#### Your objective
Beneath this task is a listing; retype all of it exactly.

#### Data provided
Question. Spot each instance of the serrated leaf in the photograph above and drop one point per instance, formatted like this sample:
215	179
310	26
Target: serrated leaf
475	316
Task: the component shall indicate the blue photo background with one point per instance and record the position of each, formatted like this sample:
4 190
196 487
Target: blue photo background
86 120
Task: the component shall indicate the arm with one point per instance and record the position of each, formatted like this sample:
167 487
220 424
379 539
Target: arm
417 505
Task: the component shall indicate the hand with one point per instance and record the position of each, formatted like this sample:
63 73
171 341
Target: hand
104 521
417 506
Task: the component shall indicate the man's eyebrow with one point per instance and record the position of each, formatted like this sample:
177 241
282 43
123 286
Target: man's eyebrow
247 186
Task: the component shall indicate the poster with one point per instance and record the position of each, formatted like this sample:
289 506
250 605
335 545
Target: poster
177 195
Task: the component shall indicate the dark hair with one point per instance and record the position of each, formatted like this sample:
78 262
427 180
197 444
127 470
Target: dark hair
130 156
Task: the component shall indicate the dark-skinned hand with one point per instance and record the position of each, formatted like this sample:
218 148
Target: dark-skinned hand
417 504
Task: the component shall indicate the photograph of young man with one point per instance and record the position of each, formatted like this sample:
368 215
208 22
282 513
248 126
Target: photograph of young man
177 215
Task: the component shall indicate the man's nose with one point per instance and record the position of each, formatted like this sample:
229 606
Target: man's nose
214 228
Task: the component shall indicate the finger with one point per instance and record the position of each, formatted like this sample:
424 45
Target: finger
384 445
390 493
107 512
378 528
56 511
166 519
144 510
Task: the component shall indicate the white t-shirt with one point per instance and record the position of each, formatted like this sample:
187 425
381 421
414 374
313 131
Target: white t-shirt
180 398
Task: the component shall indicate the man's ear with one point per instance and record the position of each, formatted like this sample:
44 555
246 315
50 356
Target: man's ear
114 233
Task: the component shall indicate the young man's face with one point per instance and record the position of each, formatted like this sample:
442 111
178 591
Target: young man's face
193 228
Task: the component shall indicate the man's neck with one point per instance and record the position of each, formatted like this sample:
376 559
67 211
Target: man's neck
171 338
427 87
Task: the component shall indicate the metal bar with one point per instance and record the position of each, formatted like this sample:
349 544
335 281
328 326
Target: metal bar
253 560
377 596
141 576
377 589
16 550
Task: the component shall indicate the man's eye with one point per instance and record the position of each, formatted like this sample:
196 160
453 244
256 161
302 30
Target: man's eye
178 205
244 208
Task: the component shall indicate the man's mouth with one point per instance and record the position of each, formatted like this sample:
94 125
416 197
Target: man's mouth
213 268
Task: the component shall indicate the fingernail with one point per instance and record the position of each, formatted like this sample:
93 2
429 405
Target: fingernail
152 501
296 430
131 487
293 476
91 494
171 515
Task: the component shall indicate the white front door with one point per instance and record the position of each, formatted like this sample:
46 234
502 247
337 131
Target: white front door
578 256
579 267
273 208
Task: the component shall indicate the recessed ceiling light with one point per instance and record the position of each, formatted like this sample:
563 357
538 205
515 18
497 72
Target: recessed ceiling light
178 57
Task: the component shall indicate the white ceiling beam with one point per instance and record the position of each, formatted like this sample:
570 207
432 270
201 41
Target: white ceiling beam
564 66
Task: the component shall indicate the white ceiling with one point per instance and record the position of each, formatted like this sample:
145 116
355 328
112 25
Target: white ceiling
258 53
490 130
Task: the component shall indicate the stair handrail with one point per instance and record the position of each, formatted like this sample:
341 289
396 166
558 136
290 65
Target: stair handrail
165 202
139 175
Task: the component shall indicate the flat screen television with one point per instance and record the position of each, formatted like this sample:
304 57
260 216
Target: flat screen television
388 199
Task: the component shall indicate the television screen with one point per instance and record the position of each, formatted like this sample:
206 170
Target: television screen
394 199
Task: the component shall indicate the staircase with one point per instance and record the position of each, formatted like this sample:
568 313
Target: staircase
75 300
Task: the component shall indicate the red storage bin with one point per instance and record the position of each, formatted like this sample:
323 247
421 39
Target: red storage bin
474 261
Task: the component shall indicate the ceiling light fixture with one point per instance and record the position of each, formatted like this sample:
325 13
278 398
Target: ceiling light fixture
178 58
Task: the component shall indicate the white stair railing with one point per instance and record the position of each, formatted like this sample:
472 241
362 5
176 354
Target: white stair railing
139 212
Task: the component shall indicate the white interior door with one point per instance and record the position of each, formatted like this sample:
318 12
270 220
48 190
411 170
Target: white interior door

#### Reply
Question. Spot each instance of the serrated leaf in the photograph above and drop one point per instance, formatted like this sample:
215	179
310	26
Target: serrated leaf
475	316
Task: the component shall indicate the blue photo background with one point per instance and record the position of each, formatted like this sample:
4 190
196 487
Target: blue photo background
86 120
Task: the component shall indicate the arm with one point per instance and record the position of each, formatted like this sample:
167 487
220 424
379 539
Target: arm
417 505
Task: the component shall indicate the hand with one point per instance and record the position of each, formatted like this sample:
63 73
171 341
Target: hand
104 521
417 506
Task: the component shall indicate the man's eyebrow with one point per instance and record the position of each, formatted like this sample:
177 241
282 43
123 286
Target: man's eyebrow
247 186
Task: the component shall indicate the poster with one point per instance and record the position of each, formatted like this sample:
289 506
250 605
335 545
Target: poster
177 195
Task: the component shall indicate the dark hair with one point per instance and record the position of each, formatted like this sample:
78 262
427 180
197 444
127 470
Target: dark hair
130 156
Task: the component shall indicate the dark-skinned hand with one point per instance and record the position of each, formatted like this sample:
218 148
Target: dark-skinned hand
417 504
Task: the component shall indicate the photograph of young man with one point per instance and record the position of each, formatted like this sample:
368 215
208 22
282 513
248 126
Target: photograph of young man
177 215
Task: the component shall indicate the man's nose with one point per instance and record the position of each, formatted like this sample:
229 606
Target: man's nose
214 228
Task: the component shall indicate the finger with one point per instance and record the position of each, formatted like this sample:
424 45
Target: finger
384 445
390 493
107 512
378 528
56 511
166 519
144 510
Task: the component shall indicate the white t-shirt with one point per instance and record the position of each, formatted like this sample:
187 425
381 421
414 374
313 131
Target: white t-shirt
180 398
Task: the component shall indicate the man's ear with one point per instance and record the position of each, formatted like this sample:
44 555
246 315
50 356
Target: man's ear
114 233
Task: the component shall indicate the young man's face with one point per instance and record the position of each, formatted like this sample:
442 111
178 591
Target: young man's face
193 228
Task: the component shall indicate the man's neck with one point per instance and record the position of each, formatted like this sample:
376 559
67 211
Target: man's neck
171 338
427 87
Task: the component shall indicate the metal bar with one point per instance and record the position of each, formatted like this sample:
349 544
335 281
328 326
Target: metal bar
253 560
377 596
141 576
377 589
16 550
Task: the component shall indicate the man's eye with one point per instance and record the position of each, formatted like this sample:
196 160
453 244
256 161
302 30
Target: man's eye
178 205
244 208
Task: the component shall indicate the man's mouth with one point per instance and record the position of each, formatted like this sample:
94 125
416 197
Target: man's mouth
213 268
Task: the component shall indicate the fingernail with one point per instance and record the position of each, formatted like this sample:
93 2
429 405
Target: fingernail
152 501
296 430
131 487
293 476
91 494
171 515
Task: the component shall indicate the white front door with one point per instance and record the position of each, formatted like this sample:
46 234
502 247
337 131
Target: white front door
578 256
579 267
273 208
Task: the component shall indicate the recessed ceiling light with one point per instance and record the position of each, formatted like this sample:
563 357
538 205
515 18
497 72
Target: recessed ceiling light
178 57
Task: the component shall indicate the white ceiling beam with one point per instance and record the position of each, formatted like this sample:
570 207
432 270
201 41
Target: white ceiling beam
564 66
Task: the component shall indicate the white ceiling with one point per instance and record the position of each, formatted like this sample:
145 116
355 328
112 25
Target: white ceiling
258 53
490 130
Task: the component shall indicate the stair handrail with one point per instance and record the position of each, formatted like this sample:
341 289
396 166
558 136
290 65
Target: stair handrail
165 202
139 175
Task: the component shall indicate the flat screen television with one point per instance and record the position of each, formatted like this sample:
304 57
260 216
Target: flat screen television
388 199
Task: the component shall indicate the television screen with one point per instance and record the position of each, formatted like this sample:
206 170
Target: television screen
394 199
Task: the component shall indicate the staircase with one point per instance and record the position of each, formatted like this sample:
568 313
Target: staircase
75 300
Task: the component shall indicate the red storage bin with one point per instance and record the position of each, formatted like this sample:
323 247
421 39
Target: red storage bin
474 261
Task: the component shall indicate the ceiling light fixture with one point per instance and record the position of each, formatted like this sample:
325 13
278 398
Target: ceiling light fixture
178 58
Task: the component shall indicate the white stair railing with one point per instance and record the position of each, formatted like this sample:
472 241
362 5
176 354
Target: white stair railing
139 212
Task: the component shall indicate the white interior door with one point per instance and record the position of each, formatted like this sample:
318 12
270 220
48 190
411 170
Target: white interior door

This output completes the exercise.